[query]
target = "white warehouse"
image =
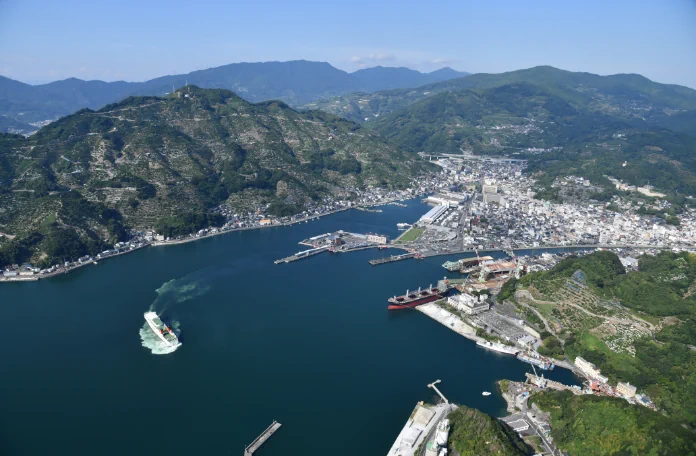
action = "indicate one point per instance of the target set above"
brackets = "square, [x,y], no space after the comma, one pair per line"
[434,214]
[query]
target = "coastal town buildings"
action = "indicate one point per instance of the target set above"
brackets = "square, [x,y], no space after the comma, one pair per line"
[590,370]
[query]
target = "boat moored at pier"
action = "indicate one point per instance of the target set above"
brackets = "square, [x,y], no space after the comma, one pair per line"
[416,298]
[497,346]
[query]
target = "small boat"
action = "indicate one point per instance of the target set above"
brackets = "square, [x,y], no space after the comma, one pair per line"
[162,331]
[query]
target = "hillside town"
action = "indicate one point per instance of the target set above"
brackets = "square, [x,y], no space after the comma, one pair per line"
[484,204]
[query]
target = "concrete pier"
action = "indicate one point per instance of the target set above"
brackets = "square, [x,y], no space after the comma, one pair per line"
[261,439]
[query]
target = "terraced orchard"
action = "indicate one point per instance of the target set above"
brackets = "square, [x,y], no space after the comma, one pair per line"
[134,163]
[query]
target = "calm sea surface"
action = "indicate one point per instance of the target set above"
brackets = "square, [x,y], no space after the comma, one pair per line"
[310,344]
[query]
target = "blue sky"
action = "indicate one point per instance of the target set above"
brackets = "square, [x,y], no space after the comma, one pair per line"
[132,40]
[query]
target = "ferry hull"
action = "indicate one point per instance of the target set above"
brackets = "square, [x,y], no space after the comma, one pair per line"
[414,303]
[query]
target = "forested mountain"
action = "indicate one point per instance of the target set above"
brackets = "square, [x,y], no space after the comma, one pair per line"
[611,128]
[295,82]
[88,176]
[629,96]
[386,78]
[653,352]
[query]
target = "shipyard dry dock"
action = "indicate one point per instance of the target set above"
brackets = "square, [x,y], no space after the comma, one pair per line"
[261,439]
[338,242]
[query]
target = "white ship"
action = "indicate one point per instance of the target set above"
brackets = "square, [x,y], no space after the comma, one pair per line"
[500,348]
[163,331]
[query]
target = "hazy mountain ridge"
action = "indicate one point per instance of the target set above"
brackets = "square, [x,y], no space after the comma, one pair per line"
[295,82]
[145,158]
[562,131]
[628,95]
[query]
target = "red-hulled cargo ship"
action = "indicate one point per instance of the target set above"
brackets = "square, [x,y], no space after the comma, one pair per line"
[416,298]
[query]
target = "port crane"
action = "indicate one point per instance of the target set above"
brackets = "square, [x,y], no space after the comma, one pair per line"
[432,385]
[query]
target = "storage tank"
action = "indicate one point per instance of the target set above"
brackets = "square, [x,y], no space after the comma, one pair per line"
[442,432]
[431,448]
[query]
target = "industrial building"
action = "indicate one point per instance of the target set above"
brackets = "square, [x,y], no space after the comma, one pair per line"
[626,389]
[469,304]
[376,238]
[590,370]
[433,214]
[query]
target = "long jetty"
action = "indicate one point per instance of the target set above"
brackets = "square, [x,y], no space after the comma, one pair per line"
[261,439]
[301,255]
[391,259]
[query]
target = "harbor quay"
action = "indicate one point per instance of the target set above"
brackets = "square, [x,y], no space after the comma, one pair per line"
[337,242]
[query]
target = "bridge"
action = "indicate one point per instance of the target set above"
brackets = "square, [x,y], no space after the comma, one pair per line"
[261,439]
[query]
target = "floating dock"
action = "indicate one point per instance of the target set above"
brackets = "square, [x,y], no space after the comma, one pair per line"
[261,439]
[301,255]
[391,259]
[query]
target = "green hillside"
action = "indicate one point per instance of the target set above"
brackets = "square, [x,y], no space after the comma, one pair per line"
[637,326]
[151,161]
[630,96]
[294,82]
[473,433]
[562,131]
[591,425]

=====

Exercise details: Copy the records above exactly. The pictures are not part of the copy.

Exercise answer:
[query]
target = "white warehouse"
image =
action = "indicate one point per instance of the target set above"
brackets = "square, [x,y], no space after the comma, one pair per line"
[434,214]
[query]
target = "coastal town buildings"
action = "indicate one point per instance of the target set above"
brackets = "square, [x,y], no space after the comma, one pair per line"
[590,370]
[query]
target = "boat moored at pier"
action = "indicate one point per instance of the target set above"
brackets = "square, [x,y], no space after the comma, one pair per line"
[416,298]
[497,346]
[query]
target = "small boat"
action = "indicate one point per instance of the target set above"
brackets = "square, [x,y], no space after the comma, one pair per line"
[162,331]
[query]
target = "hillside town"
action = "indicate one point per instance of the target set above"
brackets = "square, [x,y], no space after the comma, one pair per line"
[484,204]
[query]
target = "concrete pier"
action = "indicate one point per instance of the target set above"
brackets = "square, [x,y], no space after the comma, one pair per line"
[261,439]
[query]
target = "terraced orchard"
action = "indicate one point per instance of the target set above"
brackets = "square, [x,y], no space after the comma, one pair per line"
[134,163]
[query]
target = "calm sea surface"
action = "indicate one point per instance of the target set above"
brackets = "square, [x,y], no space after the comma, one pair per line"
[310,344]
[query]
target = "blue sky"
action = "indicate one point per instance of the target set above"
brackets = "square, [x,y], no space after the comma, one pair per line"
[132,40]
[query]
target = "ferry hull"
action = "indicate one point per instance of the target set above"
brackets = "square, [x,y], no space after the comma, one pair per line"
[414,303]
[query]
target = "forested mountain"
action = "indicate one point per instance of the target set above"
brackets = "square, [x,y], no space after the comma, one pair per line"
[611,128]
[295,82]
[88,176]
[629,96]
[386,78]
[653,352]
[query]
target = "shipyard dry dock"
action = "indicate one point per instance of the target set above"
brackets = "square, [x,y], no space after the comma, one pair per line"
[261,439]
[338,242]
[query]
target = "white ship"
action = "indicate one point per instance of the target set above"
brackets = "square, [x,y], no space after the comma, one pair per line"
[500,348]
[163,331]
[query]
target = "hazy mountain ridge"
action = "indicate one point per instance of the target set above"
brackets = "square, [x,y], no space after the comma, one pair per line"
[295,82]
[145,158]
[562,131]
[628,95]
[query]
target = "red-hulled cargo ship"
action = "indicate one point per instance of the target set above"
brackets = "square, [x,y], no space after the comma, one pair per line"
[416,298]
[query]
target = "port crane"
action = "indicate one point per instance of the target set above"
brackets = "square, [x,y], no space after the comma, one pair per line"
[432,385]
[query]
target = "storage tank"
action = "indicate one point per instance of the target set above"
brackets = "square, [x,y], no space after the comma, one pair per line"
[442,432]
[431,448]
[query]
target = "industrial building"
action = "indicate one point per instance of the target set above"
brackets = "square, [x,y], no space after the comma, one pair per line"
[626,389]
[469,304]
[376,238]
[590,370]
[433,214]
[query]
target = "long jetty"
action = "indicate one point per instance of the target set above"
brackets = "square, [x,y], no space after the comma, one pair per line"
[261,439]
[301,255]
[391,259]
[query]
target = "harbor quay"
action = "indicate one point per instance of the target set above"
brackets = "square, [x,y], no space after the comma, one pair per line"
[337,242]
[query]
target = "bridge"
action = "indicate one point per instance of the target set above"
brackets = "square, [x,y], no space after the comma, one pair per line"
[261,439]
[query]
target = "floating dock"
action = "indicate one point per instance of the target set above"
brackets = "square, [x,y], no space after the comma, one pair per line"
[261,439]
[301,255]
[391,259]
[query]
target = "green hillside"
action = "indicate one point per instance of the target set above"
brackets = "square, [x,y], no space after the comma, one pair per line"
[637,326]
[151,161]
[630,96]
[294,82]
[473,433]
[562,131]
[591,425]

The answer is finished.